[[ EXCERPT open ]]

If you’re looking for a savings plan, check out the one offered by Novo Nordisk. Qualifying customers could pay as little as $10 for a 30 day prescription of their medication.² There are various medications and payment plans to choose from depending on your needs as a diabetic.
To find out exactly how much you will have to pay, you can contact a NovoCare representative over the phone during certain hours. You can also fill out an online form anytime and receive a response in minutes. Just make sure to have the information from your prescription insurance card handy.
You can also have a free conversation with a diabetes health coach to talk about your goals, give advice, and answer any questions that come up. They are available to chat over the phone, through texting, or by email.
Those under a federal or state health care program with prescription drug coverage are not eligible for reimbursement.
Another affordable way to buy your diabetes medication is through Lilly USA. You could pay as little as $25 per month regardless of the dose you have been prescribed. There is even support available for people who have lost their job or access to health insurance and require help paying for treatment.
Around 92 percent of prescriptions cost between $0 and $30 monthly with the remaining cost average at $239 per month.³ Ultimately, individual costs will be dependent on your insurance coverage. You can receive personalized assistance on a Lilly USA plan by calling the hotline.
Keep in mind that cards emailed to you do not have to be activated. However, cards given to you by a doctor require online activation.
Find out more about how Lilly USA can help by talking to one of their customer representatives today.
Saving Options for Diabetics on Medicare
There are significant savings that diabetics can receive on medication if they are enrolled under certain Medicare health plans. Depending on which plan you have, you can receive coverage on everything from medication to testing to education services.
To receive coverage on medication, you will need to have Medicare Part D. This drug coverage helps seniors pay for medications to manage blood glucose, insulin injections, and inhaled insulin. It can also help pay for the necessary supplies for injections like syringes, needles, and gauze.
There is more diabetic coverage under Medicare Part B. According to AARP Medicare Plans, Medicare can help pay for:
- Diabetes self-management training;
- Medical nutrition therapy;
- Hemoglobin A1C tests;
- Foot exams and treatment for nerve damage related to diabetes;
- Therapeutic shoes or inserts, and;
- Eye test for glaucoma.

[[ EXCERPT closed ]]
[[ STORED DATA open ]]

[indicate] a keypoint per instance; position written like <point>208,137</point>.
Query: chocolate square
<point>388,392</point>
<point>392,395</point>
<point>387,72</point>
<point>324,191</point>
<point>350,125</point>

[[ STORED DATA closed ]]

GOAL OF THE EXERCISE:
Answer these questions from the excerpt on diabetes medication savings:
1. Through which channels can you reach the diabetes health coach?
2. Which cards need online activation?
3. Which Medicare part do you need for coverage on medication?

RESPONSE AREA:
1. Phone, texting, or email.
2. Cards given to you by a doctor.
3. Medicare Part D.